• **THE TASK**
Find the line that contains "railing and place a point on every instance?". Repeat that line and all lines following it, exactly, through the end of the listing below.

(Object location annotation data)
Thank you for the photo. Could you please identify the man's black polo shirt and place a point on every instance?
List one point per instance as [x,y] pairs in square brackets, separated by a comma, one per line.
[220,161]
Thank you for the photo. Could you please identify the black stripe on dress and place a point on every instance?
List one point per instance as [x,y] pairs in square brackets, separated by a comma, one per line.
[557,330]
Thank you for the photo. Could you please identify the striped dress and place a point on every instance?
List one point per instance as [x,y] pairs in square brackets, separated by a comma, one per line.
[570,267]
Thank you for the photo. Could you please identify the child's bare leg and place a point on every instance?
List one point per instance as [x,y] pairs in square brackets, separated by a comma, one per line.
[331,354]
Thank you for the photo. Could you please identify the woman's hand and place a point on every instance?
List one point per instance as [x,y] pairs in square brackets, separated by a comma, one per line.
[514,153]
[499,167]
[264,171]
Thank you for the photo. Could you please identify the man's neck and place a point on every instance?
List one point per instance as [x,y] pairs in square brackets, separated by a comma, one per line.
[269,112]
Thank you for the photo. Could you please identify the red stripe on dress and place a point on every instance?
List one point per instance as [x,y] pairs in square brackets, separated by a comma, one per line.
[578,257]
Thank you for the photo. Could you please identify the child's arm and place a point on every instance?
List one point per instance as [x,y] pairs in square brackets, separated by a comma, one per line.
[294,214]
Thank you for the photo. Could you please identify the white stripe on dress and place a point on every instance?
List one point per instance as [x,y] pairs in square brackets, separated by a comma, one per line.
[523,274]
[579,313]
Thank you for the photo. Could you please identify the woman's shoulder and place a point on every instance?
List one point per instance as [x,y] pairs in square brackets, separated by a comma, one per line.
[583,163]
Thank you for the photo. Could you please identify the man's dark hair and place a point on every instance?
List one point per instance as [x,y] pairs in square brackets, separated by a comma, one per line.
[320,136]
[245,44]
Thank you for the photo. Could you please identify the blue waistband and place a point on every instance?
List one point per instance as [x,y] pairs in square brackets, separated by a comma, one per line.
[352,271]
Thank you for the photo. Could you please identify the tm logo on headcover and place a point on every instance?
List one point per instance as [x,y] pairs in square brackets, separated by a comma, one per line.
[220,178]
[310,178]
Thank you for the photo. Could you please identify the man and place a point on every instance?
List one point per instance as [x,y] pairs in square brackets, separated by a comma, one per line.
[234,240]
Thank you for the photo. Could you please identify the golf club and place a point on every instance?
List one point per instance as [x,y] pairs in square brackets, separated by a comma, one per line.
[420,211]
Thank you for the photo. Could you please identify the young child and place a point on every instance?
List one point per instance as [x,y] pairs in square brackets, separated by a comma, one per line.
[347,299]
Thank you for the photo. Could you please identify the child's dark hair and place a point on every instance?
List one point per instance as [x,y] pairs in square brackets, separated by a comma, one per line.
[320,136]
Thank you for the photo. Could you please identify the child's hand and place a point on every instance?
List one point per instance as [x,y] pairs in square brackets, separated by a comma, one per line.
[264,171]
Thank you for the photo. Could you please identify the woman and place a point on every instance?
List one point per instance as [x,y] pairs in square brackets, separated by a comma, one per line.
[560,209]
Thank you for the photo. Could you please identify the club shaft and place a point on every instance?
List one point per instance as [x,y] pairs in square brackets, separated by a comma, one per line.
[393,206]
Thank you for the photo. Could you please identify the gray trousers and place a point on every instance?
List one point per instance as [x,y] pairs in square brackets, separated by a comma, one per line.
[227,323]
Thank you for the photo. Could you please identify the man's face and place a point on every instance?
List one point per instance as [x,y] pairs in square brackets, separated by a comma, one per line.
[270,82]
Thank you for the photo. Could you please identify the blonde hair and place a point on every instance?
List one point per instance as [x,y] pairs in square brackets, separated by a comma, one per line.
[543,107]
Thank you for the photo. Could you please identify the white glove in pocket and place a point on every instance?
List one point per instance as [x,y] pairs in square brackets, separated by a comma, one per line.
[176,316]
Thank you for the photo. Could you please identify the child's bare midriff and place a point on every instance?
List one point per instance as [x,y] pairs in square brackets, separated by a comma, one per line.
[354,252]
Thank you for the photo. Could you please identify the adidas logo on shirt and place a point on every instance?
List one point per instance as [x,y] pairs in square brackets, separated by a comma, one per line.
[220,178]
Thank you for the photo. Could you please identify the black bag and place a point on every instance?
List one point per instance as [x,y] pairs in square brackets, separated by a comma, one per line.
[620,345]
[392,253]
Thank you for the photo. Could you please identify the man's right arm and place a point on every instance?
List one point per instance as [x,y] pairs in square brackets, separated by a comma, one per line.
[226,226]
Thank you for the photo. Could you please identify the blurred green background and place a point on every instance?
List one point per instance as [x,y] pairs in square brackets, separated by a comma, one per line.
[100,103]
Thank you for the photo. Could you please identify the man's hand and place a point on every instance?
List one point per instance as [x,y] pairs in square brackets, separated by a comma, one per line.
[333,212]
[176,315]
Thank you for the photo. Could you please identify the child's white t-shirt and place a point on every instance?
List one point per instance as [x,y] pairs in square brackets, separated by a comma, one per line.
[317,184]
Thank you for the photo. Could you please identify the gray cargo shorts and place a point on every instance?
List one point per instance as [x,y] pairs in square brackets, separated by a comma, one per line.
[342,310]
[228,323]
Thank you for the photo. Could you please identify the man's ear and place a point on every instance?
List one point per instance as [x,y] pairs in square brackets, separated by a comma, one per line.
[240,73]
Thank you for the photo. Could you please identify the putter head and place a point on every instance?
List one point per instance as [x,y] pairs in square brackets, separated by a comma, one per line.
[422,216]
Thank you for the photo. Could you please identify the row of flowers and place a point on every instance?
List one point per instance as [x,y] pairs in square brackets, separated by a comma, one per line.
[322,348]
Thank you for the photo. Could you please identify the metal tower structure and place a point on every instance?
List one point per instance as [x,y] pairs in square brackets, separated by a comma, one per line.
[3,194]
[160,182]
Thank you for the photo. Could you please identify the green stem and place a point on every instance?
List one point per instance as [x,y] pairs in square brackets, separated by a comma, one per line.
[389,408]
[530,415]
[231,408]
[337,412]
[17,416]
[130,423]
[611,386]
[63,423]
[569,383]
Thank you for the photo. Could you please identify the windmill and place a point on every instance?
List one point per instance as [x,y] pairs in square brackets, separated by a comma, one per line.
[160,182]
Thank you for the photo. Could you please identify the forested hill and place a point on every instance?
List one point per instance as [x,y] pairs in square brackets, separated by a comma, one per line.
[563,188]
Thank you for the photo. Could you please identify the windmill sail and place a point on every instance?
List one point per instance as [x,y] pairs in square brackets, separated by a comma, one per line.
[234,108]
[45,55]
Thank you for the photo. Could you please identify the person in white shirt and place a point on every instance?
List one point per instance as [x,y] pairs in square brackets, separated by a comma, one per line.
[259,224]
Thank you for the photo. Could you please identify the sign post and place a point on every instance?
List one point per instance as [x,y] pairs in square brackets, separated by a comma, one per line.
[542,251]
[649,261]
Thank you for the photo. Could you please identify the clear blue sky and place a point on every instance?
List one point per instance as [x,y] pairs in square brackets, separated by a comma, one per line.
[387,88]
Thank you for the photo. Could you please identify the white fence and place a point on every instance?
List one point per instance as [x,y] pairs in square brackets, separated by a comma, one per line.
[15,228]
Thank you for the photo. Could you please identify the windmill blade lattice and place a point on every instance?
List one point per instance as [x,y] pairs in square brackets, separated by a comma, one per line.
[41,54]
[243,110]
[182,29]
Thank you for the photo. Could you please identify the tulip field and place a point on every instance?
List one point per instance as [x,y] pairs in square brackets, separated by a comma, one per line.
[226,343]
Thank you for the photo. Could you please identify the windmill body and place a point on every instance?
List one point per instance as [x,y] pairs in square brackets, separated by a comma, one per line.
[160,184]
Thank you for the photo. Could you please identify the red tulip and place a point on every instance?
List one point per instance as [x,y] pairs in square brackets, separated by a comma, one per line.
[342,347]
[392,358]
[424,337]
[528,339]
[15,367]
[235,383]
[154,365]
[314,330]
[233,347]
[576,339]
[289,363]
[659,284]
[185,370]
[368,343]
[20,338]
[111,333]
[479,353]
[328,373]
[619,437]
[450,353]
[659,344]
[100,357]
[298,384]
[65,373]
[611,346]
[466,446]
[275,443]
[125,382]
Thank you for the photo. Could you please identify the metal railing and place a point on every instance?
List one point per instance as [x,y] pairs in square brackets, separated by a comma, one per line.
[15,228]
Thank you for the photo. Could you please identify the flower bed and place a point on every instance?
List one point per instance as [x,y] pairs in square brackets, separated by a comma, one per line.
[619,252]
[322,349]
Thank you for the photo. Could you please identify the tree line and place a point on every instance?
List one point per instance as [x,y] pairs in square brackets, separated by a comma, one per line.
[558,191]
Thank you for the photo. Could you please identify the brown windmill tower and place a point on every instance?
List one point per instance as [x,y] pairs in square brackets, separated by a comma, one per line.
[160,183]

• **SOLUTION**
Thank you for the photo. Could you please identify the metal railing and place a point on every instance?
List one point per instance as [x,y] pairs in square brackets, separated by a comma, one per line.
[15,228]
Thank you for the photo. Could you please identify the flower bed and place a point on every instance?
List one point per instance as [x,y] pairs in square brackets, separated by a comma, one per line.
[619,252]
[322,349]
Thank you for the photo. Could you please identify the tree line and place a point on every instance?
List one point per instance as [x,y] pairs in square brackets, separated by a comma, one per line.
[558,191]
Thank you for the photo. Could you please identify the brown windmill tower and place a point on every instance?
List one point per instance as [x,y] pairs in square brackets, separated by a comma, one per line.
[160,183]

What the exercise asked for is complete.